* Written problem 1
Answer these questions using the passage on the Fu Manchu moustache.
(a) What does an expansion of the Fu Manchu sometimes include?
(b) In which British serial did the famous facial hair first appear, and in what year?
(c) In which event is the Fu Manchu a category of competition?
* Written problem 2
Reproduce the passage on the Fu Manchu moustache word for word from "A Fu Manchu" to "on the chin.".
* Written problem 3
Continue the passage on the Fu Manchu moustache from the point where it stops.

A Fu Manchu moustache, or simply Fu Manchu (/ˈfuː ˌmænˈtʃuː/ FOO man-CHOO), is a full, straight moustache extending from under the nose past the corners of the mouth and growing downward past the clean-shaven lips and chin in two tapered "tendrils", often extending past the jawline. An expansion of the Fu Manchu sometimes includes a third long "tendril" descending from a small patch on the chin.

The Fu Manchu moustache derives its name from Fu Manchu, a fictional character created by English author Sax Rohmer, who is shown wearing such a moustache in film adaptations of Rohmer's stories. The literary Fu Manchu did not wear a moustache. The famous facial hair first appeared in the British serial The Mystery of Dr. Fu Manchu (1929); the Fu Manchu moustache then became integral to cinematic and television stereotypical depictions of Chinese villains.

The facial hair style is often used to stereotype East Asians, more specifically Chinese people. Many caricatures of Chinese in the 19th and early 20th century depict Chinese with such facial hair. The Fu Manchu is a category of competition in the World Beard and Moustache Championships.

* Data shown
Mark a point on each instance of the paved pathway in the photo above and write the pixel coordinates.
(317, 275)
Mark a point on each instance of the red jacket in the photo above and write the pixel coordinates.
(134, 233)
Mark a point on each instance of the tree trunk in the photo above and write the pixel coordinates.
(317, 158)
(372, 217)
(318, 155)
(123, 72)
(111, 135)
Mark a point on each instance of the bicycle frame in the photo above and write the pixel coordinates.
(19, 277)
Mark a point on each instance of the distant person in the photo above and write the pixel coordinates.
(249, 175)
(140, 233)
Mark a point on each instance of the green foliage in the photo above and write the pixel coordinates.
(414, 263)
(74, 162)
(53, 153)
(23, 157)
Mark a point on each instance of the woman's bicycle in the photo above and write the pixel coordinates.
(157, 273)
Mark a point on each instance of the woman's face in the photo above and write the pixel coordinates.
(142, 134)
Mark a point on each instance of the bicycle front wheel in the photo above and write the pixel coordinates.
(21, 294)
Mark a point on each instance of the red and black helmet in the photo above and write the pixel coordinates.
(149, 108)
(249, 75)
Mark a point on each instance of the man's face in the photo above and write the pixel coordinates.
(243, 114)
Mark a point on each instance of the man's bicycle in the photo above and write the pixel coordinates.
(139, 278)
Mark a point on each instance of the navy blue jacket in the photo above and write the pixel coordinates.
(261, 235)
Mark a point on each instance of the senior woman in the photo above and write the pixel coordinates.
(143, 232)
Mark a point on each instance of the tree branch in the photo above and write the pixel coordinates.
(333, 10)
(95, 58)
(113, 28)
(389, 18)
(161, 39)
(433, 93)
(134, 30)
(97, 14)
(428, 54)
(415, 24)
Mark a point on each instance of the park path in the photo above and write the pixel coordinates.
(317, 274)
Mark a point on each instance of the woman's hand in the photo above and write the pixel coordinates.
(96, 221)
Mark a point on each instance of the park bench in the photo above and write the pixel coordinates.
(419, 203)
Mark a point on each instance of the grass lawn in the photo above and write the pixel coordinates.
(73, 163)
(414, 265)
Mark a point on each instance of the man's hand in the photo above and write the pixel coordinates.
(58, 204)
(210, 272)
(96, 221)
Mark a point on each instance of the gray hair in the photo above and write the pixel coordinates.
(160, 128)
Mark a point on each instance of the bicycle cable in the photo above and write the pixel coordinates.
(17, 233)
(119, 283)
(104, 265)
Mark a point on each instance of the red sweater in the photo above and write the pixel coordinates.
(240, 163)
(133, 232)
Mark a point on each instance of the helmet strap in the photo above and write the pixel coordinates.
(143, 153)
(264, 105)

* Task answer 1
(a) A third long "tendril" descending from a small patch on the chin.
(b) The Mystery of Dr. Fu Manchu, in 1929.
(c) The World Beard and Moustache Championships.

* Task answer 2
A Fu Manchu moustache, or simply Fu Manchu (/ˈfuː ˌmænˈtʃuː/ FOO man-CHOO), is a full, straight moustache extending from under the nose past the corners of the mouth and growing downward past the clean-shaven lips and chin in two tapered "tendrils", often extending past the jawline. An expansion of the Fu Manchu sometimes includes a third long "tendril" descending from a small patch on the chin.

* Task answer 3
==Confusion with horseshoe moustache==

The Fu Manchu is similar to (and commonly confused with) the horseshoe (or "biker") moustache; the difference between the two types is that the Fu Manchu is grown exclusively from the corners of the upper lip, creating two long "tendrils" that hang down past the clean-shaven mouth and chin area. The horseshoe simply involves growing the hair on either side of the lips and chin along with the moustache, thus creating the inverted-U or horseshoe shape, with none of the hair hanging over the jawline.

A true Fu Manchu is considerably more difficult and time-consuming to produce as compared to the horseshoe; one moustache-centred publication declares "You probably don't know anybody who has a [real] Fu Manchu."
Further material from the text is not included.